--- EXCERPT ---
────────────────────────────────────────

The number of Americans saying they are satisfied with their lives has reached a 13-year high, according to a new poll.
The Gallup poll released last week found the percentage of people in the United States who are considered “thriving” and the percentage who reported daily enjoyment have increased since earlier in the COVID-19 pandemic. Levels of stress and worry have also fallen as COVID-19 pandemic restrictions are being lifted across the U.S.
The poll of 4,802 adults was conducted June 14-20, with a margin of error of plus or minus two percentage points.
It comes as the availability of COVID-19 vaccines has allowed for more businesses to reopen with fewer restrictions and for more Americans to return to at least some of their normal activities.
The Centers for Disease Control and Prevention said that, as of Sunday, 67.6 percent of adults in the U.S. have received at least one dose of the COVID-19 vaccine and 58.8 percent are fully vaccinated.
“Beyond the vaccination rollout and improving economic conditions, though, is the critical psychological benefit of renewed social interaction,” Gallup said. “Reuniting in person with family and friends and joining in large gatherings of people such as at sporting events is a crucial part of social wellbeing.”
Gallup found that 59.2 percent of Americans surveyed are “thriving” — the highest percentage reported in over 13 years and exceeding the previous high of 57.3 percent reported in September 2017.
It’s up from 46.4 percent in late April 2020, when soaring COVID-19 cases led the U.S. to surpass 30 million unemployment claims, which is tied for an all-time high with November 2008, when the Dow Jones hit its lowest level during the Great Recession, Gallup said.
Gallup’s Life Evaluation Index is based on how Americans “rate their current and future lives on a ladder scale with steps numbered from 0 to 10.” Those who rate their current life at least a 7 and their future life at least an 8 are considered “thriving” in the poll.
While current life satisfaction has rapidly increased, anticipated life satisfaction has remained “elevated compared with pre-COVID levels,” the poll found.
Gallup found 69 percent of respondents rated their current life satisfaction between 7 and 10, up from a low of 56.9 percent in April 2020, while 70.5 percent rated their anticipated life satisfaction between 8 and 10.
“The rapid recovery of current life satisfaction, coupled with the sustained elevated level of anticipated life satisfaction, has fueled the thriving percentage to its current heights,” Gallup said.
Stress and worry versus daily enjoyment
The percentage of Americans who reported “significant stress and worry a lot of the day yesterday” fell, while the percentage who reported “enjoyment a lot of the day yesterday” rose.
Gallup found 44 percent of respondents said they experienced stress “a lot of the day yesterday” while 38 percent said the same of worry — both falling to pre-pandemic levels.

────────────────────────────────────────

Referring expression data
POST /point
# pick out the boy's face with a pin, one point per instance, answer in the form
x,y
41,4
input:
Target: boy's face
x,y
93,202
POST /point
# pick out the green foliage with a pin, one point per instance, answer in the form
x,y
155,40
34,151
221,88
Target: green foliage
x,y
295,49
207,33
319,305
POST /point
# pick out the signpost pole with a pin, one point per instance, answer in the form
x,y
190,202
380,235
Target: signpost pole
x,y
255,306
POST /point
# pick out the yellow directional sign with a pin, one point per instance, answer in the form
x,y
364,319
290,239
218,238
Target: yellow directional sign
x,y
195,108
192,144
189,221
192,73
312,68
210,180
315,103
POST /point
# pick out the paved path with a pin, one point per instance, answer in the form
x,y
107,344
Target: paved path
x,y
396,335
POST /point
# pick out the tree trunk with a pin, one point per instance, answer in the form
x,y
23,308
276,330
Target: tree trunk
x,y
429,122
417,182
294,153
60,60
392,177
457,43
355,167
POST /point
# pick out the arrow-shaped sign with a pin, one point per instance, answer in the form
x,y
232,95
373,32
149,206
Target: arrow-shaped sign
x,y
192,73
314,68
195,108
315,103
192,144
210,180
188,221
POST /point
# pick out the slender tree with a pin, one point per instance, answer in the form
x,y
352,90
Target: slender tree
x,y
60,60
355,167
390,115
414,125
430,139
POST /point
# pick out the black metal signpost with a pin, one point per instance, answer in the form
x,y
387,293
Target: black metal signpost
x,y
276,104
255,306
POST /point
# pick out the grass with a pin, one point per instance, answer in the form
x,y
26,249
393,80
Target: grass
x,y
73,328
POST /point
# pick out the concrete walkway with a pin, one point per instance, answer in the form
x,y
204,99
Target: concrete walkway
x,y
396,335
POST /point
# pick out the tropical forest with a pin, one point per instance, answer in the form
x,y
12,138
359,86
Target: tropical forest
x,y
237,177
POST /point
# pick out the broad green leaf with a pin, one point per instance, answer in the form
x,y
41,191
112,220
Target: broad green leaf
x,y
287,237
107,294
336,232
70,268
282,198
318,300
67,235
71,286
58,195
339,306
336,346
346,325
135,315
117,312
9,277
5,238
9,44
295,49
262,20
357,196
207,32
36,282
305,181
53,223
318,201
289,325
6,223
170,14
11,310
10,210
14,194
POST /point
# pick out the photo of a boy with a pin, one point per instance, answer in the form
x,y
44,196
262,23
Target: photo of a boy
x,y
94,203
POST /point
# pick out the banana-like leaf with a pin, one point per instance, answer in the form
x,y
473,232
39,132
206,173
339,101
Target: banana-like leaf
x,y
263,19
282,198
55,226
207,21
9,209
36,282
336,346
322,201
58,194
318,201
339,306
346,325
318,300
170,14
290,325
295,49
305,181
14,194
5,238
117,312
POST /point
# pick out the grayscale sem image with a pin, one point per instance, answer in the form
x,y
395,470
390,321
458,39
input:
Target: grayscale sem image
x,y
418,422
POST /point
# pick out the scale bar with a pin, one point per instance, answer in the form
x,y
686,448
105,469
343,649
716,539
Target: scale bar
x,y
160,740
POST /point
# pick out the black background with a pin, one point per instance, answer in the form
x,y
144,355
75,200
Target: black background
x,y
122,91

────────────────────────────────────────

--- EXERCISE ---
Answer the following about the article on the Gallup life-satisfaction poll.
(a) How many adults were polled, and on what dates?
(b) What percentage of Americans surveyed were found to be "thriving"?
(c) What percentage of respondents said they experienced stress "a lot of the day yesterday"?

--- OUTPUT ---
(a) 4,802 adults, polled June 14-20.
(b) 59.2 percent.
(c) 44 percent.